▶ [DIRECTIONS FOR THIS TASK]:
How many of the lines below contain the string "positive"? Give only the number.

[[ EXERCISE INPUTS open ]]

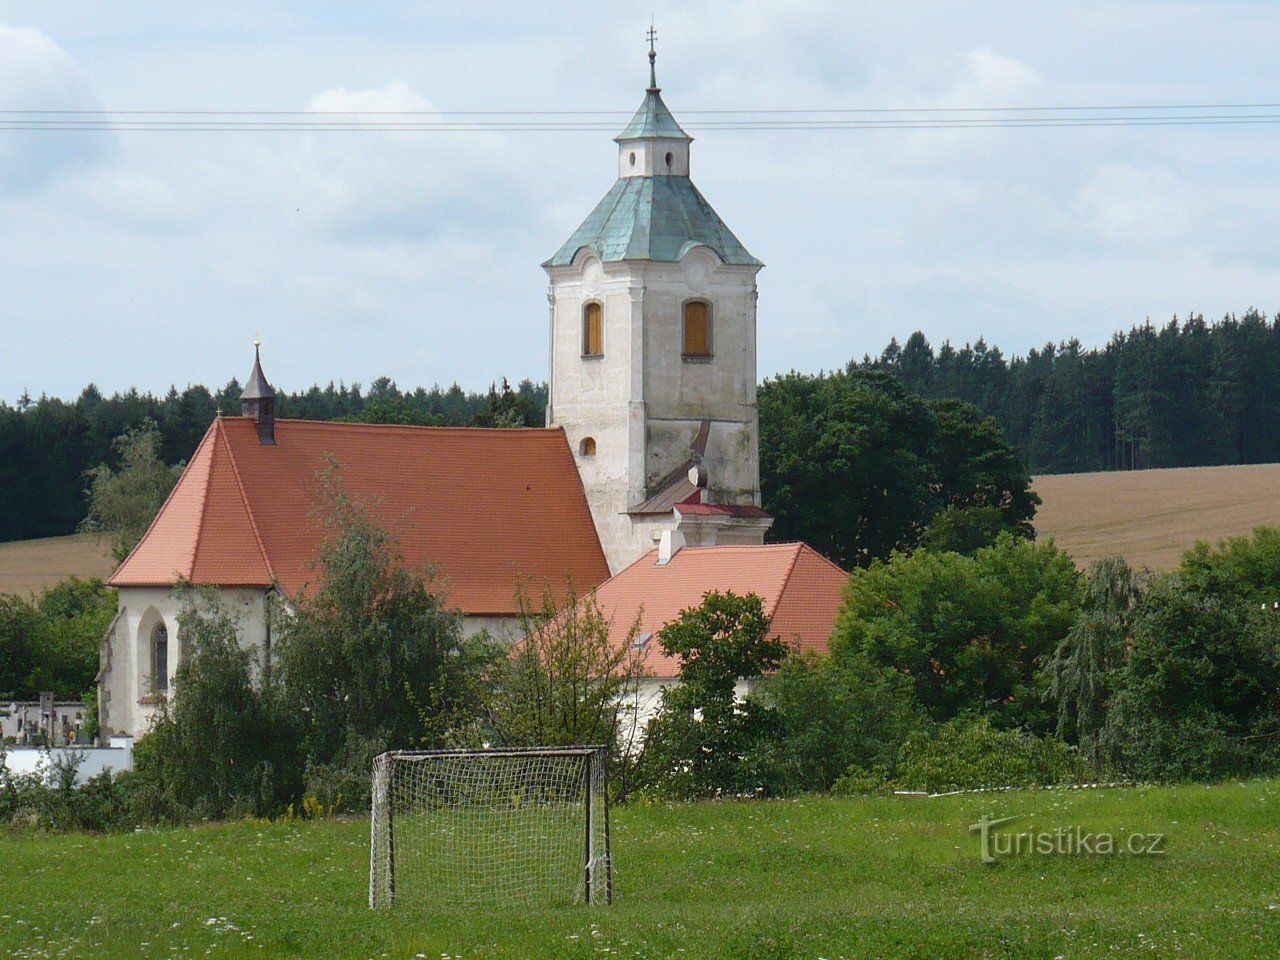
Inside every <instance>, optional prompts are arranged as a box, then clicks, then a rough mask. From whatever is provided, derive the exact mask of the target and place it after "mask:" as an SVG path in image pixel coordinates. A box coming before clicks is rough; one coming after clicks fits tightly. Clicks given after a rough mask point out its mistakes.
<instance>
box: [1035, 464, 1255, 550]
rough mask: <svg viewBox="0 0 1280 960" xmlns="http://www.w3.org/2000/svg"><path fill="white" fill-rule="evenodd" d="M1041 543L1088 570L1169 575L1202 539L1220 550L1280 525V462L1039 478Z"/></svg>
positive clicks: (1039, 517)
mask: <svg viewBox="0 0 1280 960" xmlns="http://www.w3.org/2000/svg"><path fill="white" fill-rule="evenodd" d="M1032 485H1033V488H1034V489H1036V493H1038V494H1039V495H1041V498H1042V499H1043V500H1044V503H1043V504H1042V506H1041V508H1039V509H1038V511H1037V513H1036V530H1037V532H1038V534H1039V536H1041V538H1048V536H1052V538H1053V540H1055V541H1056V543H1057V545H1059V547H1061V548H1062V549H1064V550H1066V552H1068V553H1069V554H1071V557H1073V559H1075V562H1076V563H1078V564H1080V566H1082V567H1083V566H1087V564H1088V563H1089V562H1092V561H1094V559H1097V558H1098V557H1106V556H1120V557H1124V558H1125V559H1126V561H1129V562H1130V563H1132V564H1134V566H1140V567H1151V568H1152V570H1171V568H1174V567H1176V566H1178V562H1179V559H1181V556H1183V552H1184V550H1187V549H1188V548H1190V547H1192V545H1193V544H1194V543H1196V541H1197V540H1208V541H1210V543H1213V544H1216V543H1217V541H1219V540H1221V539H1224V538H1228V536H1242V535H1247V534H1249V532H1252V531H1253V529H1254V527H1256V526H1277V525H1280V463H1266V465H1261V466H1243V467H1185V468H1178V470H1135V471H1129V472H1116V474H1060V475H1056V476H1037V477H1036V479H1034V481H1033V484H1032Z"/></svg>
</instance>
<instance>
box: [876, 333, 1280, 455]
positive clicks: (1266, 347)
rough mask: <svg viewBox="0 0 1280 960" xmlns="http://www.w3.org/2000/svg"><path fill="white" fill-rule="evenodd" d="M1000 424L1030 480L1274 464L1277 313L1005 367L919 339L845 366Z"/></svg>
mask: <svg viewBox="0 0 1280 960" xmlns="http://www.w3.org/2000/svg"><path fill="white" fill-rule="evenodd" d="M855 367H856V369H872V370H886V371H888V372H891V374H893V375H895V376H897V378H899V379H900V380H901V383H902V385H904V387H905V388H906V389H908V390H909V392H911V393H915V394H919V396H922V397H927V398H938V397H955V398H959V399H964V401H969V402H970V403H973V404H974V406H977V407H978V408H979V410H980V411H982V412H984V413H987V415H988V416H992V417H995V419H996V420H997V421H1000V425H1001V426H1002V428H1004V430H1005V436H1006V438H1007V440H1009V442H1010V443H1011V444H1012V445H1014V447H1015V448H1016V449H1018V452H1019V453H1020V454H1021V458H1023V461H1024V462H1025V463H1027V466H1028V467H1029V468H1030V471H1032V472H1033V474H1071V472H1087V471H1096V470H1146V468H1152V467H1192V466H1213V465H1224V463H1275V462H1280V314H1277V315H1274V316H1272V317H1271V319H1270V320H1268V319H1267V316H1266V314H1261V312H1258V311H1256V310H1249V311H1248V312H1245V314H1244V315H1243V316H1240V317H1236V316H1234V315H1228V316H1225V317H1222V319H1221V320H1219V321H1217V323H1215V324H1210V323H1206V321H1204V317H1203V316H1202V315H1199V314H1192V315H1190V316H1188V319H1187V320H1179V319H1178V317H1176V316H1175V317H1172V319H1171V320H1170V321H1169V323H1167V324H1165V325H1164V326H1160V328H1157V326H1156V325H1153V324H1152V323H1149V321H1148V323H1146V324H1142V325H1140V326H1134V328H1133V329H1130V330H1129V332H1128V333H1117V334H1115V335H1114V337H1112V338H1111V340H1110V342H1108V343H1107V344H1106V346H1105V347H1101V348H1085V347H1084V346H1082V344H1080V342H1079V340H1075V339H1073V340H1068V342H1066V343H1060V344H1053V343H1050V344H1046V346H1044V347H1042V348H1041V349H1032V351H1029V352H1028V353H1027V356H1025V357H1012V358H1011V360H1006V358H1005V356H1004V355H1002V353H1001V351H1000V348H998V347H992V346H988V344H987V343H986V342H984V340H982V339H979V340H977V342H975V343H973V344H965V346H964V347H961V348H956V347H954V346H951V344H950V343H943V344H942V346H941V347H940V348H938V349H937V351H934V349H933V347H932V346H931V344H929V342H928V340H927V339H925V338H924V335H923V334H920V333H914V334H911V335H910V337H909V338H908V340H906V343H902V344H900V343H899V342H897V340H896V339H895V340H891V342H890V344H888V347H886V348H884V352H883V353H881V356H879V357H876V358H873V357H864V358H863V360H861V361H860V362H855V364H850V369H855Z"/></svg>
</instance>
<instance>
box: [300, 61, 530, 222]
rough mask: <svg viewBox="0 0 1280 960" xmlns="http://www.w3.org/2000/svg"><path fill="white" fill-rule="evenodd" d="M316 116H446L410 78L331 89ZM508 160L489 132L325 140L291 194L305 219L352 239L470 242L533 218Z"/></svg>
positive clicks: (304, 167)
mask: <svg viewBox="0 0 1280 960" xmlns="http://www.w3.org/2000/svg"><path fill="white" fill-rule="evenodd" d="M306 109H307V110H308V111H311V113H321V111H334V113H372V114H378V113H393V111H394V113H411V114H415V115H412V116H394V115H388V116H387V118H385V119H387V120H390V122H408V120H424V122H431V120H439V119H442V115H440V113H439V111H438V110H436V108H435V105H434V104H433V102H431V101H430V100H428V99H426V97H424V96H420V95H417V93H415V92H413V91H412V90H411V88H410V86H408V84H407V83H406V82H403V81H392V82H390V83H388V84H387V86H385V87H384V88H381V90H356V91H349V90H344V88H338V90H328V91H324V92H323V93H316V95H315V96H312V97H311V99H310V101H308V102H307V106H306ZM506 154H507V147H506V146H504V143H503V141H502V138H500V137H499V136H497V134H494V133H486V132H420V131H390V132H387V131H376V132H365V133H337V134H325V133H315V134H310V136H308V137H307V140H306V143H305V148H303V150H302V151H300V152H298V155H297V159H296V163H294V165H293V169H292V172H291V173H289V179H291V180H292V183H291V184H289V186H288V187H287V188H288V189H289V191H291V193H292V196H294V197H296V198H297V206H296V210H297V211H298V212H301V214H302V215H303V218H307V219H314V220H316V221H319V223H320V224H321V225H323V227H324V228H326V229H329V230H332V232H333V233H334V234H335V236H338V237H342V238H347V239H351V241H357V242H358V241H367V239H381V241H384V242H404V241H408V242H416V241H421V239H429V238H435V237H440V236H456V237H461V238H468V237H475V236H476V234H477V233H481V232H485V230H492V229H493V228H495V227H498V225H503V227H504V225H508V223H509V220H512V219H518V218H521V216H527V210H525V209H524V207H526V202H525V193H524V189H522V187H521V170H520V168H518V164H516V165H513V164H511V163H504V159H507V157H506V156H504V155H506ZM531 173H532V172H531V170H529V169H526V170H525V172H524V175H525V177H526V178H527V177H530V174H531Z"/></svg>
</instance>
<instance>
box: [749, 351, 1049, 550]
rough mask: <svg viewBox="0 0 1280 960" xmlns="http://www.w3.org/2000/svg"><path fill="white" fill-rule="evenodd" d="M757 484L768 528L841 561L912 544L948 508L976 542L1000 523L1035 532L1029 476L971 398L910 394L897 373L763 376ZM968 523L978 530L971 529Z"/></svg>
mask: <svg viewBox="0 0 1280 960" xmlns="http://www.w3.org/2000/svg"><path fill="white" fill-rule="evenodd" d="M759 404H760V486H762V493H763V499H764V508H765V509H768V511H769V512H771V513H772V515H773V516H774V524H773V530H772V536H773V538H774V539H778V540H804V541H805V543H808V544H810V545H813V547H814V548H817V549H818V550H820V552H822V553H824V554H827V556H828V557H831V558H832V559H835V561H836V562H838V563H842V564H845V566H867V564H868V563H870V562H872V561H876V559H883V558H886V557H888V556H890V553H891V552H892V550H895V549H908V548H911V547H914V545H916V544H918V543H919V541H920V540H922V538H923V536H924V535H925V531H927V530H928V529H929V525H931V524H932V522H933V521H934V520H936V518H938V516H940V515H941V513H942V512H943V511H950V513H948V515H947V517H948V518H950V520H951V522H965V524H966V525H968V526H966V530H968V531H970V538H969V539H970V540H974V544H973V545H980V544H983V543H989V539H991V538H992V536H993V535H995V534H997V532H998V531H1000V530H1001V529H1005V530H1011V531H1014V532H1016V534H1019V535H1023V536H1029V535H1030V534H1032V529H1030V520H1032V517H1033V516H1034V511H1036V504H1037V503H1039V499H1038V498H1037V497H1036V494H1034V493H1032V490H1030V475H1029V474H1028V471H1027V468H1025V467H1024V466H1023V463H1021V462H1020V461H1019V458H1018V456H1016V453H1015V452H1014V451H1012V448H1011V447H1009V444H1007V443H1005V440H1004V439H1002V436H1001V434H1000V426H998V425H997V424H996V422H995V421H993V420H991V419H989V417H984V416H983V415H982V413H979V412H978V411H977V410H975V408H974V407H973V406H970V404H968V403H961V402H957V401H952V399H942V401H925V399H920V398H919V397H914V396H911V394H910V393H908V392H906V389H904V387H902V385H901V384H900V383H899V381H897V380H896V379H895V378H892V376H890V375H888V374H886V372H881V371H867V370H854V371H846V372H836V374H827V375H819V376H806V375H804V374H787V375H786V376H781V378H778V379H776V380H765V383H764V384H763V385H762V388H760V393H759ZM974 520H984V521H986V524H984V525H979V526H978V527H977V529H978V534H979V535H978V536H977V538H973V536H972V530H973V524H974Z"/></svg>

[[ EXERCISE INPUTS closed ]]

▶ [SOLUTION TO THE EXERCISE]:
3